** DATA FOR ANALYSIS follows **
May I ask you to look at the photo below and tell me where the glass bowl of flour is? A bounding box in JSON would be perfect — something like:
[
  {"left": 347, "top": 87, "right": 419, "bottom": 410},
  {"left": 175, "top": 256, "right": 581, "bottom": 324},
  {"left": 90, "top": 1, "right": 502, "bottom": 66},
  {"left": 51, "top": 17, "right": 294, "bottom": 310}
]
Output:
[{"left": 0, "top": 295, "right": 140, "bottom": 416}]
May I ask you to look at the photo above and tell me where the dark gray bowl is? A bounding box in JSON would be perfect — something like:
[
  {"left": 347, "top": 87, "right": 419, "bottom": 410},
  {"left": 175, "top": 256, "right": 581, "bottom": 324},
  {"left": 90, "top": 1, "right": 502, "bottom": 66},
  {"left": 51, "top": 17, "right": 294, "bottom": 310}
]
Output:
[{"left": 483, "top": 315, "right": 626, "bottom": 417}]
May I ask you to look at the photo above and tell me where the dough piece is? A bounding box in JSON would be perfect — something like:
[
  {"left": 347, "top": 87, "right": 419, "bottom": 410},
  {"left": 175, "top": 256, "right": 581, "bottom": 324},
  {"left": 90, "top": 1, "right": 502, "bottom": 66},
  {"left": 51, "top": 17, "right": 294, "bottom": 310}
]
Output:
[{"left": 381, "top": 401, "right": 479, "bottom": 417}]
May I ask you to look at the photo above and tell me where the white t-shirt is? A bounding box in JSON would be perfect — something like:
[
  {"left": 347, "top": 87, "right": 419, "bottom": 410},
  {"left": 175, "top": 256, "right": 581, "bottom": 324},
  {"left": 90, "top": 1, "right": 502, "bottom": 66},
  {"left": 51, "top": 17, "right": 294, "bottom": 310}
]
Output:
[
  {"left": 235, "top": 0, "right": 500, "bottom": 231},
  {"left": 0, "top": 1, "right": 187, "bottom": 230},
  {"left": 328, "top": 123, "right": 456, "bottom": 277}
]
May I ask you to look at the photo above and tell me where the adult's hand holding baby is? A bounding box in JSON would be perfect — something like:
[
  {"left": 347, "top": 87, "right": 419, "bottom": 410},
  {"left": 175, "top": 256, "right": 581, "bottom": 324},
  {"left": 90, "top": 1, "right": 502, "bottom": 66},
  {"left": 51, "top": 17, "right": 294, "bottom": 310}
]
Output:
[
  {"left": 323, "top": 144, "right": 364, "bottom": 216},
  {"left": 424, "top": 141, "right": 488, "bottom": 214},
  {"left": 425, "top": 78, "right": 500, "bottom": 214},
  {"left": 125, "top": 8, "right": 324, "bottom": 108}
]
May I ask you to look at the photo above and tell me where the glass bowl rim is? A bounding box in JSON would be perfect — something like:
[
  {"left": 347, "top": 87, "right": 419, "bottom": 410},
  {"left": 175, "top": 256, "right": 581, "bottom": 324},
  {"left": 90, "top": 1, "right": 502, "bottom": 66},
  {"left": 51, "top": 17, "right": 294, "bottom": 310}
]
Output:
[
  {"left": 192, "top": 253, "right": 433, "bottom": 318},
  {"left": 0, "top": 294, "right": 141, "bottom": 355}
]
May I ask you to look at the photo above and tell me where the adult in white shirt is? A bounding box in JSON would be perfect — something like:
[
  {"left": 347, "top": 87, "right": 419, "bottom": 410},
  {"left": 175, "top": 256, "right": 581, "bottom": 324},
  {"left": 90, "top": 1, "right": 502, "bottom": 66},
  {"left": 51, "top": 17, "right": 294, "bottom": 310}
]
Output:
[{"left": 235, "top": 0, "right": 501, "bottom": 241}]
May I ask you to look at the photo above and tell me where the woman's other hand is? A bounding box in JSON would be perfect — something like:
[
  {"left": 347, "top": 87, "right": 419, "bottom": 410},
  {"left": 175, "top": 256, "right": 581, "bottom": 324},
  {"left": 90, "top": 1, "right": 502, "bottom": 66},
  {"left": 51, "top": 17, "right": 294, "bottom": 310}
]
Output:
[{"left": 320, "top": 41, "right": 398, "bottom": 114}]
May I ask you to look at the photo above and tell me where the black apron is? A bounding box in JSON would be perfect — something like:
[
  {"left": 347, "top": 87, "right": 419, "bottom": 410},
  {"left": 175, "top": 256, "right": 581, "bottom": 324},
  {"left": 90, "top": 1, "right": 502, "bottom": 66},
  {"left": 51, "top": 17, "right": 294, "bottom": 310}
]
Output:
** End of DATA FOR ANALYSIS **
◆ **ABOUT THIS EXERCISE**
Whenever "where" occurs in a line above, copy that line.

◆ **RESULT BELOW**
May I ask you to look at the photo below and tell me where the glass bowl of flour is? A bounding box in JSON would be perfect — something like:
May I ask you to look at the photo above and tell me where the dark gray bowl is? A bounding box in JSON would be perfect — something like:
May I ask you to look at the photo above and tell me where the dough piece is? A bounding box in JSON would be perfect — something like:
May I ask you to look at the photo above and tell me where the white t-shirt is? A bounding box in JSON would be perfect — something like:
May I ask you to look at the photo above and tell me where the adult's hand holding baby is? A bounding box in JSON would be perfect — something like:
May I ask you to look at the photo above and tell me where the glass bowl rim is? A bounding box in JSON would be perfect — something like:
May I ask you to look at the photo above and tell me where the adult in white shirt is? A bounding box in JSON would be perfect — something like:
May I ask you to look at the photo above and tell me where the woman's other hand is? A bounding box in JSON would be perfect — something like:
May I ask you to look at the photo above and tell me where the black apron is? A bounding box in JSON would be perfect — something like:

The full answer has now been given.